Belge bölümü ->
8. Hukuk Dairesi 2016/21433 E. , 2017/1653 K.
"İçtihat Metni"MAHKEMESİ :Asliye Hukuk Mahkemesi
DAVA TÜRÜ : Muhdesatın Tespiti
Taraflar arasında görülen ve yukarıda açıklanan davada yapılan yargılama sonunda Mahkemece, davanın kabulüne karar verilmiş olup hükmün davalı ... tarafından temyiz edilmesi üzerine, Dairece dosya incelendi, gereği düşünüldü.
K A R A R
Davacı vekili, 1434 parsel sayılı taşınmaza ilişkin ... Sulh Hukuk Mahkemesi"nin 2015/10 E. sayılı dosyasında ortaklığın giderilmesi davası açıldığını, bahse konu taşınmaz üzerinde bulunan 300 m2 ahşap evin dededen kalma olduğunu, evi ve avlusunu kendi imkanları ile onarıp kullanılabilir hale getirdiğini, evin mutfağından banyosuna kadar kendisinin yenilediğini, evin yanına betonarme bir ahır inşa ettiğini belirterek dava konusu yerlerin kendisine ait olduğunun tespitine karar verilmesini istemiştir.
Davalılardan ...,davanın reddini savunmuştur.
Davalılardan, ..., duruşma sırasında alınan beyanında, davayı kabul ettiğini belirtmiştir.
Davalılardan ..., davacının kendi menfaati için dava konusu eve ilişkin eklemeler yaptığını belirtmiştir.
Diğer davalılar, davaya cevap vermemiştir.
Mahkemece; davanın kabulü ile, dava konusu tapunun 1434 parsel nolu ahşap ev ve arsa niteliğindeki taşınmaz üzerinde yer alan ve dosya kapsamında fen bilirkişisi ... tarafından sunulan 11/01/2016 tarihli rapora ekli krokide sarı ile işaretli olarak "B" harfi ile gösterilen kiler, "C" harfi ile gösterilen banyo ve tuvalet, "D" harfi ile gösterilen mutfak, "A" harfi ile gösterilen depo, "E" harfi ile gösterilen ahır ve "F"harfi ile gösterilen kuruluğun davacı ... tarafından emek ve para harcanarak yaptırıldığının kabulü ile bu suretle yapıların davacı adına aidiyetinin tespitine karar verilmesine üzerine; hüküm, davalılardan ... vekili tarafından temyiz edilmiştir.
1-Dosya muhtevasına, dava evrakı ile yargılama tutanakları münderecatına, mevcut deliller Mahkemece takdir edilerek karar verildiğine ve takdirde bir isabetsizlik bulunmadığına göre, davalı vekilinin aşağıdaki bendin kapsamı dışında kalan temyiz itirazları yerinde görülmemiştir.
2- Dava muhdesat tespiti isteğine ilişkindir.

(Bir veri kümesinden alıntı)
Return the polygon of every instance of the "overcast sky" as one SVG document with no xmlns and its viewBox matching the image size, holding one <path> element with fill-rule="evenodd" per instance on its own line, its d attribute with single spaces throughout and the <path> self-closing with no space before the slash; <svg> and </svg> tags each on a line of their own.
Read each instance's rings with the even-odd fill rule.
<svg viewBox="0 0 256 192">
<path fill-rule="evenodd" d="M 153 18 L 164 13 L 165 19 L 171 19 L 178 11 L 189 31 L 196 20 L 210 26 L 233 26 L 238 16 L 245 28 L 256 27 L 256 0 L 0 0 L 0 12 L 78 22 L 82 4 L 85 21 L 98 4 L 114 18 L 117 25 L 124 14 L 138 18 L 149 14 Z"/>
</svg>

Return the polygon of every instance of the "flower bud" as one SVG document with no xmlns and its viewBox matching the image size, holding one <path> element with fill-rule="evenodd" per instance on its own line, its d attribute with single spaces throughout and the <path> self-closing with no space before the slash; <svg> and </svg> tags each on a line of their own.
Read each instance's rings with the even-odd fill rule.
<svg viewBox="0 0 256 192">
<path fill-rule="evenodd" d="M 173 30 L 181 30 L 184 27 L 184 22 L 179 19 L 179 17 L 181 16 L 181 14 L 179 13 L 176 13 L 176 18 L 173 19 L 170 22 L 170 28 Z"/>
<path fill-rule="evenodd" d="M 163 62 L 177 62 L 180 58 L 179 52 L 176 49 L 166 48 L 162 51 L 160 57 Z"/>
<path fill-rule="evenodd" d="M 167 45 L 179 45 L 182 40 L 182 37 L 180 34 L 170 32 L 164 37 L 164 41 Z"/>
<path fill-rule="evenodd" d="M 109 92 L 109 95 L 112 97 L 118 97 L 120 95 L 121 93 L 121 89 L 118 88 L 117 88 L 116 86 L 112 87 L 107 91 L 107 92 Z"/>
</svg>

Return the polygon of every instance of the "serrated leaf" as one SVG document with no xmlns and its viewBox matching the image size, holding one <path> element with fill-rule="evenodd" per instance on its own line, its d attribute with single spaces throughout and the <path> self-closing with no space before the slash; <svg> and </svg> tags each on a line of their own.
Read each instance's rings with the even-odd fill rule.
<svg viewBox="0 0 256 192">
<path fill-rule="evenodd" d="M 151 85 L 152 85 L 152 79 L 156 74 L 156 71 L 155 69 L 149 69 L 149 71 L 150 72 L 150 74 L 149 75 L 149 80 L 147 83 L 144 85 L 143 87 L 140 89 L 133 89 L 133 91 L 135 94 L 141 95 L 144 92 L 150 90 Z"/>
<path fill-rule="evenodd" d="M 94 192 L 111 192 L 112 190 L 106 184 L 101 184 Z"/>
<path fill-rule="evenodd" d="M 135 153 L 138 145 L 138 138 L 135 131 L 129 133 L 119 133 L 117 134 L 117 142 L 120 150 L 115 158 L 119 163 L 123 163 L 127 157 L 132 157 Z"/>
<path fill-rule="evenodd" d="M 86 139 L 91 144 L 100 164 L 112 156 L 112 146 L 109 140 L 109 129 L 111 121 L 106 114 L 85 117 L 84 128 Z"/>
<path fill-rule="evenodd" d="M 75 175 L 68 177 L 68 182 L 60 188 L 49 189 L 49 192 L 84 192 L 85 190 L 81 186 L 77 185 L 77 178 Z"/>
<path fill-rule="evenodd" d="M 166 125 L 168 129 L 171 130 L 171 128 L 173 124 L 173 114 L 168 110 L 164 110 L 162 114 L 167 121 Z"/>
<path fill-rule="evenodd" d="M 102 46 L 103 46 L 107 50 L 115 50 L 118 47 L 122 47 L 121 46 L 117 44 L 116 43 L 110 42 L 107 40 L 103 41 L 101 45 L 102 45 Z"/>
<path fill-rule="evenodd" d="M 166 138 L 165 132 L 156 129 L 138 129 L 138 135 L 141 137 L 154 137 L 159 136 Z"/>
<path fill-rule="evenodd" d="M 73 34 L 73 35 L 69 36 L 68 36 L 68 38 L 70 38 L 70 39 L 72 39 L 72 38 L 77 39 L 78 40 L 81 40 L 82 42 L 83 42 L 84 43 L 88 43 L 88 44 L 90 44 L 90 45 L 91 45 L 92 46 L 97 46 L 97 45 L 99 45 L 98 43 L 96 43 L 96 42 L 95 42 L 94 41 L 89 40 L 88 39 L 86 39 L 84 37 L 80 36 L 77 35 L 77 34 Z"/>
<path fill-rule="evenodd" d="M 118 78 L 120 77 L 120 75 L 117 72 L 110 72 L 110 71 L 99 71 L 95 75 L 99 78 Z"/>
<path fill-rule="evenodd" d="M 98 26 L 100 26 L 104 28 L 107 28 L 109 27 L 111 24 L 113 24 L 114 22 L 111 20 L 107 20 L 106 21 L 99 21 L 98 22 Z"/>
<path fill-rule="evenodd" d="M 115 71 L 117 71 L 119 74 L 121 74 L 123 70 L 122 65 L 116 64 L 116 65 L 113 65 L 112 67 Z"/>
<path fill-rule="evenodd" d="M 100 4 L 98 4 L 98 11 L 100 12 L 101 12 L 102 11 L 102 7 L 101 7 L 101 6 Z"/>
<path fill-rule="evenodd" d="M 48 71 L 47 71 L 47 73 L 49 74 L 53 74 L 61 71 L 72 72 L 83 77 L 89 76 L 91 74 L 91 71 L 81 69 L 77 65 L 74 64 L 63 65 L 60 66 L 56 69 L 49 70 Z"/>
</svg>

Aşağıdakileri tamamlayın ->
A) "holding" dizesini içeren her satırı kopyalayarak gösterin. Büyük-küçük harf ayrımı gözetilmelidir.
B) Lütfen muhdesat tespiti kararını kaldığı yerden sürdürün.

Görevlere göre yanıtlar ->
A)
Return the polygon of every instance of the "overcast sky" as one SVG document with no xmlns and its viewBox matching the image size, holding one <path> element with fill-rule="evenodd" per instance on its own line, its d attribute with single spaces throughout and the <path> self-closing with no space before the slash; <svg> and </svg> tags each on a line of their own.
Return the polygon of every instance of the "flower bud" as one SVG document with no xmlns and its viewBox matching the image size, holding one <path> element with fill-rule="evenodd" per instance on its own line, its d attribute with single spaces throughout and the <path> self-closing with no space before the slash; <svg> and </svg> tags each on a line of their own.
Return the polygon of every instance of the "serrated leaf" as one SVG document with no xmlns and its viewBox matching the image size, holding one <path> element with fill-rule="evenodd" per instance on its own line, its d attribute with single spaces throughout and the <path> self-closing with no space before the slash; <svg> and </svg> tags each on a line of their own.

B)
Bir şeye malik olan kimse, o şeyin bütünleyici parçalarına da malik olur(4721 s.lı TMK 684/1 m). Arazi üzerindeki mülkiyet, kullanılmasında yarar olduğu ölçüde, üstündeki hava ve altındaki arz katmanlarını kapsar. Bu mülkiyet kapsamına, yasal sınırlamalar saklı kalmak üzere yapılar, bitkiler ve kaynaklar da girer (TMK 718 m). 22.12.1995 tarih ve 1/3 sayılı Yargıtay İçtihadı Birleştirme Kararında da vurgulandığı gibi Eşya Hukukunda, muhdesattan, bir arazi üzerinde yapı ve tesisler ile bağ ve bahçe şeklinde dikilen ağaçları anlamak gerekir. Muhdesat, sahibine arazi mülkiyetinden ayrı, bağımsız bir mülkiyet veya sınırlı bir ayni hak bahşetmez. Muhdesat sahibinin hakkı, sadece şahsi bir haktır (TMK 722, 724, 729 m.ler). Taşınmaz üzerindeki bina, ağaç gibi bütünleyici parça niteliğindeki muhdesatların taşınmazın arzından ayrı bir mülkiyetinin varlığından söz edilemez. Açıklanan ilke ve esaslara göre, kural olarak muhdesatın arz malikinden başkasına aidiyetinin tespiti istenemez.
Ne var ki; çoğun içinde azda vardır kuralı gereğince, muhdesatın mülkiyetinin aidiyetinin tespiti isteğinin, muhdesatı meydana getirenin tespitini de kapsadığı kabul edilmelidir. Muhdesatın aidiyeti isteğiyle açılan bu tür davalarda, güncel hukuki yararın mevcut olması ve iddianın kanıtlanması durumunda muhdesatın davacı tarafça meydana getirildiğinin tespitine karar verilmesi gerekir.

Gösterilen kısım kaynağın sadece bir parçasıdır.